* What needs to be done: Could you repeat word for word only the lines from the one containing "of the frosted" to the last line of the data below?

* Data for processing:
★ ★ ★ ★ ★ ★ ★

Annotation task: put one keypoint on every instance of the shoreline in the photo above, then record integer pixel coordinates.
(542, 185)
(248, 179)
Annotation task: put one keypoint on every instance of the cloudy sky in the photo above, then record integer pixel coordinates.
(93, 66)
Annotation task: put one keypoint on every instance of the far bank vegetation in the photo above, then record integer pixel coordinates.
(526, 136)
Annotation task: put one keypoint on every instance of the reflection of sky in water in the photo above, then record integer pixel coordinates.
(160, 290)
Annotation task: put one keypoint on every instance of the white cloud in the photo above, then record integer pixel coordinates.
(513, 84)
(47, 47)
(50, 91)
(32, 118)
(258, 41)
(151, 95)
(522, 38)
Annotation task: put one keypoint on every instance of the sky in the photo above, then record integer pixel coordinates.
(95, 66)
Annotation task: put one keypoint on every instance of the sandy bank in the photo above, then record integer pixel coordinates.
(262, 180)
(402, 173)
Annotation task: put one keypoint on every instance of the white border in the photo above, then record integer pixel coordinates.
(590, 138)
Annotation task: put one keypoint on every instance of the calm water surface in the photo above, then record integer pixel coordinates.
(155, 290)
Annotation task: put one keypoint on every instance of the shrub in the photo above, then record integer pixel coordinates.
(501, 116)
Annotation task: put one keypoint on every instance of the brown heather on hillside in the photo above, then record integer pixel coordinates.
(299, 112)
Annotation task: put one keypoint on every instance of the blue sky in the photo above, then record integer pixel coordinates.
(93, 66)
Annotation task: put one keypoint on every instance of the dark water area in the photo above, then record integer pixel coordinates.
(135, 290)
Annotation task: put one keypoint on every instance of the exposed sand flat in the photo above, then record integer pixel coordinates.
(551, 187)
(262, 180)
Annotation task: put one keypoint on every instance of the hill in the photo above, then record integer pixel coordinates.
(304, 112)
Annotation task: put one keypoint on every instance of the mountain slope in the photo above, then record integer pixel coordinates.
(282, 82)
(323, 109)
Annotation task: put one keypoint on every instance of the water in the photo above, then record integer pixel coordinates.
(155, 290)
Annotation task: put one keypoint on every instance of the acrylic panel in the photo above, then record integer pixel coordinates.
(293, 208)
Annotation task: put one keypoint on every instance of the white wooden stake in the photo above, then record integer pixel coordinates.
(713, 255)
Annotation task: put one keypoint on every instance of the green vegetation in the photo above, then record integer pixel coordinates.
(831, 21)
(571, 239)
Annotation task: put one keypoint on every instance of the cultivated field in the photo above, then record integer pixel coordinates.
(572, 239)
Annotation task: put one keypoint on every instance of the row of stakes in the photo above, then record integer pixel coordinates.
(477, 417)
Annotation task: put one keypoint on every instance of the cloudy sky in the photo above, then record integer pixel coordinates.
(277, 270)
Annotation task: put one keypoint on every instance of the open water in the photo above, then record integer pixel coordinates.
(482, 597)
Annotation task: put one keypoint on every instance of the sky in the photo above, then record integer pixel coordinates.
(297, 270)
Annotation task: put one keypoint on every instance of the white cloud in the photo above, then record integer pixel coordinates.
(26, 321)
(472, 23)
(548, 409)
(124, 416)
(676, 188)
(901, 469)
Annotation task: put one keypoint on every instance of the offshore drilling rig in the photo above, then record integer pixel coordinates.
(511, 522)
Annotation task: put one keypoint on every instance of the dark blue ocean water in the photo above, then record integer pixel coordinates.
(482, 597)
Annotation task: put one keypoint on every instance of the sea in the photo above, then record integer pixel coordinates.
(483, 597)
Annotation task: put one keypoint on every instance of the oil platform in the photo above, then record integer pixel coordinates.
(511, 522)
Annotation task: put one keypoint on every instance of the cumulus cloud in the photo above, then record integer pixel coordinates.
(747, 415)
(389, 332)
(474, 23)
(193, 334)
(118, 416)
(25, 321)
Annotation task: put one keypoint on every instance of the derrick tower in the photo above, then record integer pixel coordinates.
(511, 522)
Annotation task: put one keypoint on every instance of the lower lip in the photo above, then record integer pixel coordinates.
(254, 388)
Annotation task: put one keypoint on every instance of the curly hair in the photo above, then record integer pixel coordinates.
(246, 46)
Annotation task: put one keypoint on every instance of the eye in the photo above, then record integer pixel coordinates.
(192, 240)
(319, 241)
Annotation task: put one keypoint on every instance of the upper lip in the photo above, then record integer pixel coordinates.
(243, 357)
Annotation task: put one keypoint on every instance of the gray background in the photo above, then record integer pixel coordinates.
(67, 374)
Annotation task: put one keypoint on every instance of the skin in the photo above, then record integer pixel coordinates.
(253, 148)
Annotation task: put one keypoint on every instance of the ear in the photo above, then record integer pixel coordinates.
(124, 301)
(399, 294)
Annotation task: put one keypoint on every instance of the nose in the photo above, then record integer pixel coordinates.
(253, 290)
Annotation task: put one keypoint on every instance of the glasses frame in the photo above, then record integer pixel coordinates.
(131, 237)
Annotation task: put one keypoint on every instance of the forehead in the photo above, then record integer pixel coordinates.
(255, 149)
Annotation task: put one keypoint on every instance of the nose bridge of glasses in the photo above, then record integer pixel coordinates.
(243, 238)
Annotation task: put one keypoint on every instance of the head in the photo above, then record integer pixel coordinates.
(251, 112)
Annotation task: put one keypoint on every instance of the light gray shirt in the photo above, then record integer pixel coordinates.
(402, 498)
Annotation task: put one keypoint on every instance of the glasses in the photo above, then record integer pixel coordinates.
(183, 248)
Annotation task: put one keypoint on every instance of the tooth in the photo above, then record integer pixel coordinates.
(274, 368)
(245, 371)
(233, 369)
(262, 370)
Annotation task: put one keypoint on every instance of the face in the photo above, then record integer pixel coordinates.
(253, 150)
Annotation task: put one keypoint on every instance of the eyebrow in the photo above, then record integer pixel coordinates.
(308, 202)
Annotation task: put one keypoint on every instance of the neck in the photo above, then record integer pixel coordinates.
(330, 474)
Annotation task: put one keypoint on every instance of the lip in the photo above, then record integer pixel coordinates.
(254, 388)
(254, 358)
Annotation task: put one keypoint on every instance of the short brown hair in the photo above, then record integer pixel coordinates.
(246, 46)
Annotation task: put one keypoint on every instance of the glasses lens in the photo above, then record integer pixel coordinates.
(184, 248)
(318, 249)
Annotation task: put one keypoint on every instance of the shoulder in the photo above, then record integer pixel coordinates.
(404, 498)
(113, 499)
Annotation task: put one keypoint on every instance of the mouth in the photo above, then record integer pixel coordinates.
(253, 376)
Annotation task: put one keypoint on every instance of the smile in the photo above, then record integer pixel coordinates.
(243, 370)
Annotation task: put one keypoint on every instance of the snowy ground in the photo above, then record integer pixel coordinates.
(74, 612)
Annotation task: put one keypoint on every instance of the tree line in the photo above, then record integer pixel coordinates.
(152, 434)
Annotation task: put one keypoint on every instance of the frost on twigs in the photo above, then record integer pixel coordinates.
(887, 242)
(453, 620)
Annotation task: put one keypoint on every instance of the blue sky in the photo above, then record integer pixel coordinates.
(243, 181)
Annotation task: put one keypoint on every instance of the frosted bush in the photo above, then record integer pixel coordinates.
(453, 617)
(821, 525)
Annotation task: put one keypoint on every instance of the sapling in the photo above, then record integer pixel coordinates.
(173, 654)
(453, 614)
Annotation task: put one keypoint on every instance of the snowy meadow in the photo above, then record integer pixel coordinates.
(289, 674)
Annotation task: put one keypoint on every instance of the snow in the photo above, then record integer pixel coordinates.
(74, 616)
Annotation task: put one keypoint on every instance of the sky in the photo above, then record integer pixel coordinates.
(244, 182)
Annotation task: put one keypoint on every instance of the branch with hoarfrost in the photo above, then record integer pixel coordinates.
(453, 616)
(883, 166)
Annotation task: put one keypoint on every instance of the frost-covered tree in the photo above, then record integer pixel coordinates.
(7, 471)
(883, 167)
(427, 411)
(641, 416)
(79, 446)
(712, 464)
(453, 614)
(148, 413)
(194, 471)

★ ★ ★ ★ ★ ★ ★

* Answer section:
Annotation task: put one keypoint on every instance of the frosted bush in the photo above, then record integer pixel coordinates.
(453, 617)
(821, 525)
Annotation task: put one keypoint on every instance of the sapling in the photo above, then record integer pixel coordinates.
(173, 654)
(453, 614)
Annotation task: put one keypoint on every instance of the snowy meadow in the photo above, then record integer pixel coordinates.
(289, 674)
Annotation task: put one keypoint on every instance of the snow in the photo above, then record integer pixel coordinates.
(74, 616)
Annotation task: put one keypoint on every instance of the sky in the photo above, then record integer pixel coordinates.
(244, 182)
Annotation task: put one keypoint on every instance of the branch with hoarfrost in the photo above, then record integer pixel coordinates.
(453, 616)
(883, 166)
Annotation task: put one keypoint on every instance of the frost-covered tree in the photo above, then record integer pixel coordinates.
(7, 471)
(883, 167)
(427, 411)
(641, 416)
(79, 446)
(712, 464)
(453, 614)
(148, 413)
(194, 471)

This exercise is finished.